(TEXT EXCERPT Opens)
In 1974 Professor Wilson Key wrote Sublimal Seduction, a book in which he put forth the idea that advertising media embedded sexual images into every day products (most famously ice cubes) in order to subliminally seduce the buyer into - no surprise here - buying.
Perhaps you already can tell where I'm going with this. (Going for a bit of a ramble. Bear with me.) Pharma uses the direct sales approach to sell its products through paid advertising, but the safety and efficacy of its products is being questioned as never before (by scientists, academics, journalists, bloggers) so a different strategy, quite similar, IMHO, to subliminal seduction, is being tried.
Think I'm too paranoid? I may not be alone in my thinking. Concerning the fate of subliminal advertising, Julie Sedivy, Ph.D., earlier this year wrote in Psychology Today, that eventually
The dust settled, public paranoia about advertising practices abated, and in scientific circles, a professed interest in subliminal advertising came to be about as respectable as wearing scarlet lipstick and fishnet stockings to an academic conference—or conducting research about ESP, for that matter.
Then there was a Bush political advertisement where the word "RATS" briefly flashed across the screen when Al Gore's image appeared, prompting Sedivy to write:
A lot has happened in psychological science in the decade since the Bush/Gore election. Weinberger and Westen's study is now only one among many that have found that people's attitudes and behavior can be swayed by cues that they have no awareness of, or that they don't believe to be relevant to their behavior. Here's a fistful of exotic findings from the last few years of research:
John Bargh and colleagues have run dozens of studies in which they've shown that human behavior can be "primed" in various ways—people became more polite after doing puzzles with words that relate to courteousness than with words that are associated with rudeness; they behaved more aggressively after the subliminal flashing of images that evoke stereotypes of aggression (such as the image of a black man); they behaved more altruistically when sitting in a room with a backpack on the table, than in a room with a briefcase.
Print articles and Video News Releases *(VNR) about "recovery" from psychosis are cropping up in great number these days. Embedded in these stories is a brief word, and the word, you guessed it, is "medications." A memorable embedding of this foreign object is the scene in A Beautiful Mind, when John Nash says in an off-hand way - so off-hand that some viewers may have missed it - "I take the newer medications." The fact that Nash actually stopped taking antipsychotic medications decades before was not known by the viewers, who will associate Nash's recovery with the newer antipsychotics.
(TEXT EXCERPT Closes)
## ACTIVITY
Translate this sentence from the text on subliminal advertising into Spanish: "A lot has happened in psychological science in the decade since the Bush/Gore election."
(INFORMATION SHOWN Opens)
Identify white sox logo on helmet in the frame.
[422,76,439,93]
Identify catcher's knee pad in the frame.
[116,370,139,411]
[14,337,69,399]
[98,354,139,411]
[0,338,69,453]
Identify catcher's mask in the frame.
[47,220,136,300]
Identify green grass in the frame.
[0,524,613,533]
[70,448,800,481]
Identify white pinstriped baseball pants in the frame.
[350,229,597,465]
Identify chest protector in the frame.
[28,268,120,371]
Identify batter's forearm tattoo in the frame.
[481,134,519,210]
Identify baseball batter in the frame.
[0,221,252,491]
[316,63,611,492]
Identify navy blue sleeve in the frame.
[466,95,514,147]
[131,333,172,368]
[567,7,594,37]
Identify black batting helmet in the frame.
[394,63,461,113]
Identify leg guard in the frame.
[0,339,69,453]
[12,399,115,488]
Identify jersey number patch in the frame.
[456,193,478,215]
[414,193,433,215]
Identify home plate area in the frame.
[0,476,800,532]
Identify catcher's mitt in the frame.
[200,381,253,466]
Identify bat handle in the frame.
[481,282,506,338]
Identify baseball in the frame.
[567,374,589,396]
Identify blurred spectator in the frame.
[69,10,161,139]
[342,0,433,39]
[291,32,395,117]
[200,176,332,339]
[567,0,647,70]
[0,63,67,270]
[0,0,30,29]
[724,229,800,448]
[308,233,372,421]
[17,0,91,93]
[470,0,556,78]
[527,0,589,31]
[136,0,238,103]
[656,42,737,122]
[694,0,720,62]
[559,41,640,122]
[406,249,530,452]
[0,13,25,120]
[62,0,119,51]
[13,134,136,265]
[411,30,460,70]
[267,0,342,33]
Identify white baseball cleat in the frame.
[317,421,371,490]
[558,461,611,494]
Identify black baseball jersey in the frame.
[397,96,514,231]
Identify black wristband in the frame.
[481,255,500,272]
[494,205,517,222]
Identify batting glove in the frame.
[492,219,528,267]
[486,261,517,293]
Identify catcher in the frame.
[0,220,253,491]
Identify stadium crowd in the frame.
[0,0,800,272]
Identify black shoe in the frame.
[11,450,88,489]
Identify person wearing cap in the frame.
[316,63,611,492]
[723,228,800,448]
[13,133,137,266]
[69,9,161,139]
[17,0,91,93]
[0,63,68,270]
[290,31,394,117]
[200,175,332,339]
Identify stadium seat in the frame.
(INFORMATION SHOWN Closes)
## RESPONSE TO THIS EXERCISE
Han pasado muchas cosas en la ciencia psicológica en la década transcurrida desde las elecciones entre Bush y Gore.